> Tasks for this exercise:
1. According to the nu-disco text below, in which decade did the genre see a mild resurgence?
2. Take the nu-disco text below further, continuing from its last sentence.

> Document text:
++++++++++

- Stylistic origins: Disco; Euro disco; Italo disco; post-disco; French house; funky house; disco house;
- Cultural origins: Mid-1990s, United Kingdom

= Nu-disco =

Disco-associated dance music genre

Nu-disco is a 21st-century dance music genre associated with a renewed interest in the late 1970s disco, synthesizer-heavy 1980s European dance music styles, and early 1990s electronic dance music. The genre was popular in the early 2000s, and experienced a mild resurgence in the 2010s.

There are several scenes associated with the nu-disco term. The original scene is characterized as house music fused with disco elements (sometimes incorrectly referred to as disco house), and disco-influenced balearic music, also known as balearic beat revival or balearica.

++++++++++

> Items:
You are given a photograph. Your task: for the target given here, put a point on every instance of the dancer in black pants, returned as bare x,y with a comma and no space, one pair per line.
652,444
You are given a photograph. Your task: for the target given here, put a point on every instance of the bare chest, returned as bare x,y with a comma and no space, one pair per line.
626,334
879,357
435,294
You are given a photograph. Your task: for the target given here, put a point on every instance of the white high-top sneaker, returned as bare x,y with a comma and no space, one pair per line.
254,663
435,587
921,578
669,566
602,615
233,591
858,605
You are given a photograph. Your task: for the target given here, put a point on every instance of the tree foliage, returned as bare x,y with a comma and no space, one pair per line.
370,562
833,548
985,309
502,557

++++++++++

> Exercise responses:
1. The 2010s.

2.
Nu-disco is often confused with the other disco-influenced house music genres, such as French house or disco house. French house usually features various special effects, such as phasers and has heavily sample-based production, compared to the usually programmed or live original instrumentation that nu-disco relies on. The other key difference is in the song structure — nu-disco usually has a typical song structure of a pop or classic disco song, with multiple breakdowns, and often with verses and a chorus, whereas disco house generally has a more constant and unvaried character throughout the composition, as does most of house music.

== History ==
=== Disco edits: 1970s–early 1990s ===
Disco edits or re-edits emerged at the same time as disco appeared in the early 1970s, when DJs were looking for ways to make music easier to mix. A disco edit is a modified version of the original master, edited by disco and house DJs to extend and emphasize the best and most dance-friendly elements. For example, Todd Terje's edit of the Bee Gees hit "You Should Be Dancing" does exactly that, downplaying the old-school vocal riffs in favour of driving bass, lively percussion, and an overall sense of space.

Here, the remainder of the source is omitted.